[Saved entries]
[Start of Attachment]

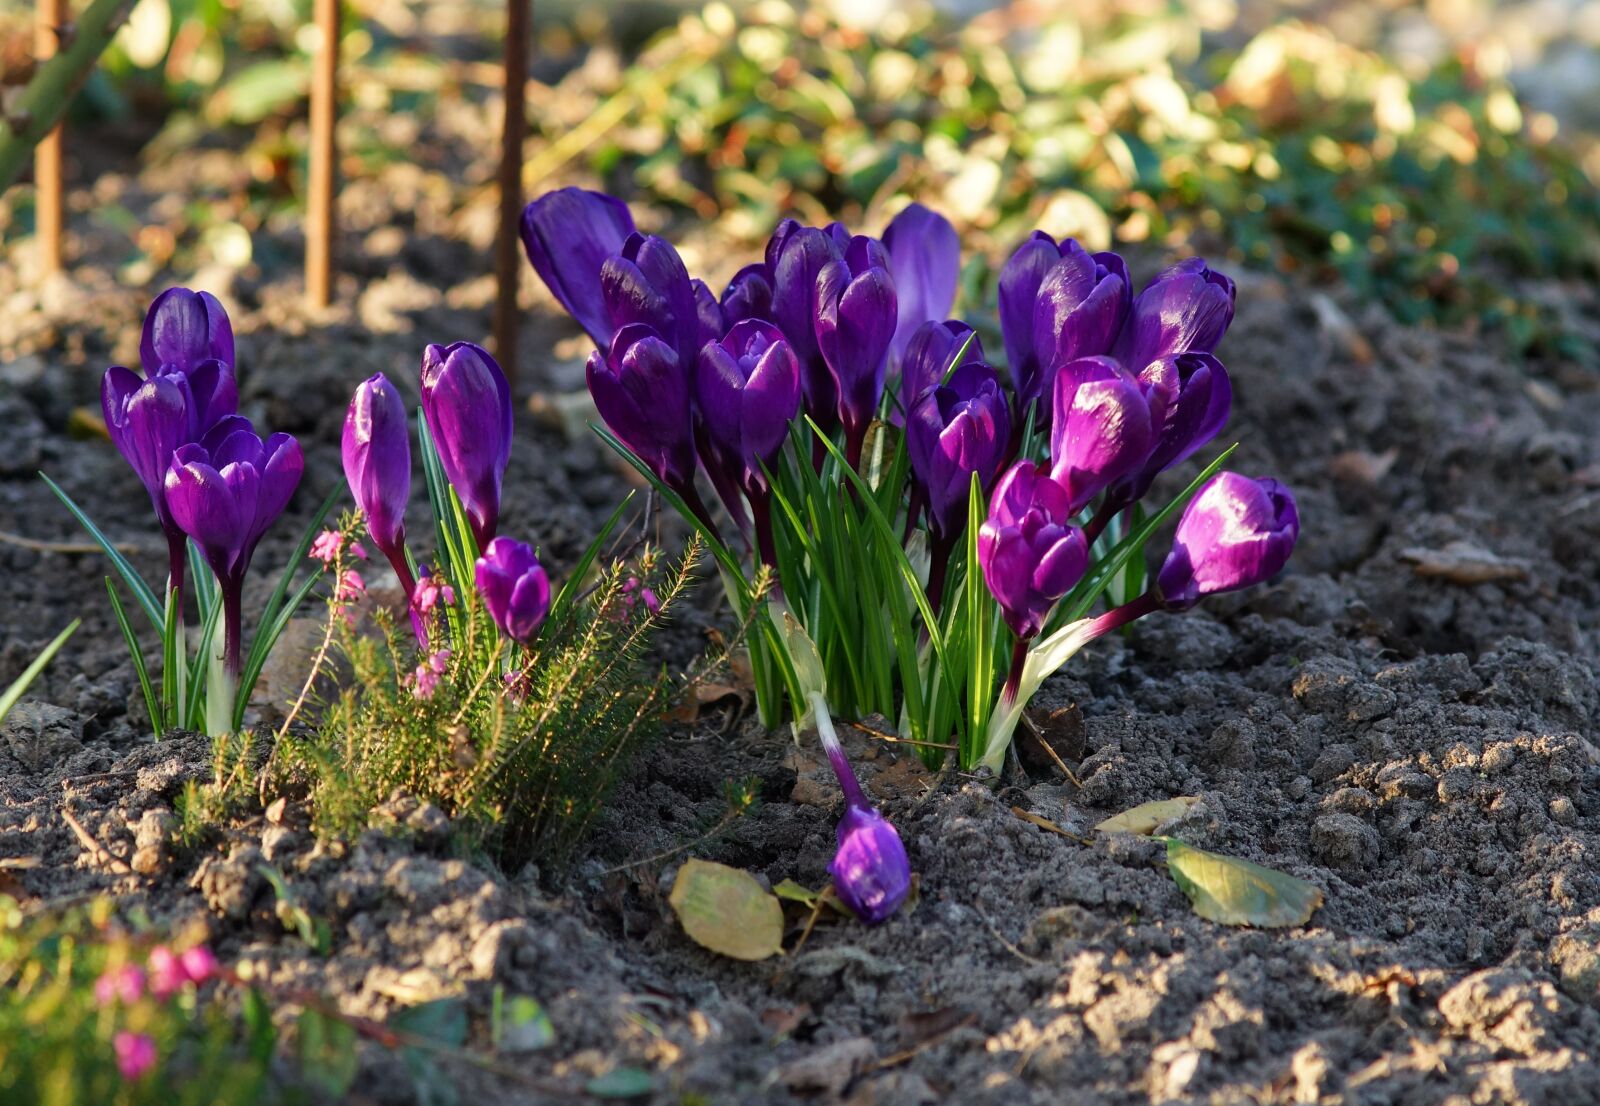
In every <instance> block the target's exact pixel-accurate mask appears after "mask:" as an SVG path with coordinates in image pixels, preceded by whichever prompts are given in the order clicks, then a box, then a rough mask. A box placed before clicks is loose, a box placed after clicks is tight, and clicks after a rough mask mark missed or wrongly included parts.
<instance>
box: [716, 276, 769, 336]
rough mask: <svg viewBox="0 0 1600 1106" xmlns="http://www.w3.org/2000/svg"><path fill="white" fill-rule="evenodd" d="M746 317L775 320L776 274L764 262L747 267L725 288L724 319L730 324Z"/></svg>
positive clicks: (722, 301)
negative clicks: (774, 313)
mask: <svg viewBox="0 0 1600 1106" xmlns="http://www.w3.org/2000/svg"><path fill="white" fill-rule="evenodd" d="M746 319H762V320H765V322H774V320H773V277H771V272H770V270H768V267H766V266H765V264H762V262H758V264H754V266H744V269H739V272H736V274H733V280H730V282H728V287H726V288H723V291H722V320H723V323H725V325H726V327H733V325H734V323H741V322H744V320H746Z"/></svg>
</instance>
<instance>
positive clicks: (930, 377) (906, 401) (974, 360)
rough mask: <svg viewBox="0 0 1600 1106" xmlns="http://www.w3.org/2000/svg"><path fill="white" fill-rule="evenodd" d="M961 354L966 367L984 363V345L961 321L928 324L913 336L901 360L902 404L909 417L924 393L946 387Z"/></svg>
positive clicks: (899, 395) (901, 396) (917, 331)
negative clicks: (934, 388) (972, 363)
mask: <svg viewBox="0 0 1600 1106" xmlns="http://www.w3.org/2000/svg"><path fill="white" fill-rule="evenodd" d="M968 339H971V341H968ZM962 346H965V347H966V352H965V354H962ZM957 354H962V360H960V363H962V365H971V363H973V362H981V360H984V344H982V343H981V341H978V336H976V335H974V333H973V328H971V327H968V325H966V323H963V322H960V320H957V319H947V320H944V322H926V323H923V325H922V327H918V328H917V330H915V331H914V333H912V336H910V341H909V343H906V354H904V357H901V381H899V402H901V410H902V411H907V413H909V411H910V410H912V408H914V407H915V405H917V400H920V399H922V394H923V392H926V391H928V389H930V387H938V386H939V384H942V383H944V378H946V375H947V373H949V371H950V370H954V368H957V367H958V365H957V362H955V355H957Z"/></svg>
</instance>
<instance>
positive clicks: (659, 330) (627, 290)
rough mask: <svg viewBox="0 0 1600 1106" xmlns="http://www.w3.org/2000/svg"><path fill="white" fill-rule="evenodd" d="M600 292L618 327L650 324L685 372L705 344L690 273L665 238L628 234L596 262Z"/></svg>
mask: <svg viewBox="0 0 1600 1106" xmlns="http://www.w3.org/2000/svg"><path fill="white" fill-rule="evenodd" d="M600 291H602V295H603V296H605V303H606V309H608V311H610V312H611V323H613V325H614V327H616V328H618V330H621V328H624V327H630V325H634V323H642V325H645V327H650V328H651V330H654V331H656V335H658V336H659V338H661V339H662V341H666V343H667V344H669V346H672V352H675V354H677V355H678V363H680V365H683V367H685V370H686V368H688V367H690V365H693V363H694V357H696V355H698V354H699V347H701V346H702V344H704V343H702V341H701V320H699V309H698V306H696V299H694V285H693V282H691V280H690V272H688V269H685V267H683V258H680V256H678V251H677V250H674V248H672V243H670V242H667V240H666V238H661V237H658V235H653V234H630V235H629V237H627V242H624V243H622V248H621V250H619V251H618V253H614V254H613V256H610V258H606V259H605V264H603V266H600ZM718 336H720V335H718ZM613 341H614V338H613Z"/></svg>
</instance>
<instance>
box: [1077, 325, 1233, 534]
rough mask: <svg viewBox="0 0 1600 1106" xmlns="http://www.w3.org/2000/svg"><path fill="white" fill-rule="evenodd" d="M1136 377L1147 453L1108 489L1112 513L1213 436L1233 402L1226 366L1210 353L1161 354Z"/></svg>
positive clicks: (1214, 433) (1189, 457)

[End of Attachment]

What to produce:
Return the records above exactly as written, but without any of the pictures.

Answer space:
In every <instance> block the target's exact pixel-accurate mask appears after "mask:" as an SVG path with coordinates in image pixels, preceded by whichever prompts are given in the order clicks, then a box, then a rough mask. A box placed before clicks is loose, a box placed after clicks is tight, and clicks after a rough mask mark missed or wrongly included parts.
<instance>
box: [716, 276, 769, 336]
rough mask: <svg viewBox="0 0 1600 1106" xmlns="http://www.w3.org/2000/svg"><path fill="white" fill-rule="evenodd" d="M746 317L775 320L776 274L764 262L747 267L725 288L724 319L730 324Z"/></svg>
positive clicks: (722, 301)
negative clicks: (774, 313)
mask: <svg viewBox="0 0 1600 1106" xmlns="http://www.w3.org/2000/svg"><path fill="white" fill-rule="evenodd" d="M746 319H762V320H765V322H774V320H773V277H771V272H770V270H768V267H766V266H765V264H762V262H758V264H754V266H744V269H739V272H736V274H733V280H730V282H728V287H726V288H723V291H722V320H723V323H725V325H726V327H733V325H734V323H741V322H744V320H746Z"/></svg>
</instance>
<instance>
positive clicks: (930, 377) (906, 401) (974, 360)
rough mask: <svg viewBox="0 0 1600 1106" xmlns="http://www.w3.org/2000/svg"><path fill="white" fill-rule="evenodd" d="M961 354L966 367L984 363V345L961 321L928 324L913 336L901 360L902 404L909 417L924 393L946 387Z"/></svg>
positive clicks: (899, 395) (901, 396) (917, 331)
negative clicks: (934, 388) (972, 363)
mask: <svg viewBox="0 0 1600 1106" xmlns="http://www.w3.org/2000/svg"><path fill="white" fill-rule="evenodd" d="M968 339H971V341H968ZM962 346H965V347H966V352H965V354H962ZM957 354H962V360H960V363H962V365H971V363H973V362H981V360H984V344H982V343H981V341H978V336H976V335H974V333H973V328H971V327H968V325H966V323H963V322H960V320H957V319H947V320H944V322H926V323H923V325H922V327H918V328H917V330H915V331H914V333H912V336H910V341H909V343H906V354H904V357H901V381H899V402H901V410H902V411H907V413H909V411H910V410H912V408H914V407H915V405H917V400H920V399H922V394H923V392H926V391H928V389H930V387H938V386H939V384H942V383H944V378H946V375H947V373H949V371H950V370H954V368H957V367H958V365H957V362H955V355H957Z"/></svg>
</instance>
<instance>
positive clicks: (659, 330) (627, 290)
rough mask: <svg viewBox="0 0 1600 1106" xmlns="http://www.w3.org/2000/svg"><path fill="white" fill-rule="evenodd" d="M600 292L618 327L650 324L685 372L705 344L690 273L665 238L628 234L596 262Z"/></svg>
mask: <svg viewBox="0 0 1600 1106" xmlns="http://www.w3.org/2000/svg"><path fill="white" fill-rule="evenodd" d="M600 291H602V295H603V296H605V303H606V309H608V311H610V312H611V323H613V325H614V327H616V328H618V330H621V328H624V327H630V325H634V323H642V325H645V327H650V328H651V330H654V331H656V335H658V336H659V338H661V339H662V341H666V343H667V344H669V346H672V352H675V354H677V355H678V363H680V365H683V367H685V370H686V368H688V367H690V365H693V363H694V357H696V355H698V354H699V347H701V346H702V344H704V343H702V341H701V320H699V309H698V306H696V299H694V285H693V282H691V280H690V272H688V269H685V267H683V258H680V256H678V251H677V250H674V248H672V243H670V242H667V240H666V238H661V237H658V235H653V234H630V235H629V237H627V242H624V243H622V248H621V250H619V251H618V253H614V254H613V256H610V258H606V259H605V264H603V266H600ZM718 336H720V335H718ZM613 341H614V338H613Z"/></svg>
</instance>
<instance>
box: [1077, 325, 1233, 534]
rough mask: <svg viewBox="0 0 1600 1106" xmlns="http://www.w3.org/2000/svg"><path fill="white" fill-rule="evenodd" d="M1136 377L1147 453L1108 489L1112 513L1213 436L1233 402L1226 366L1210 353L1161 354Z"/></svg>
positive clicks: (1214, 433) (1189, 457)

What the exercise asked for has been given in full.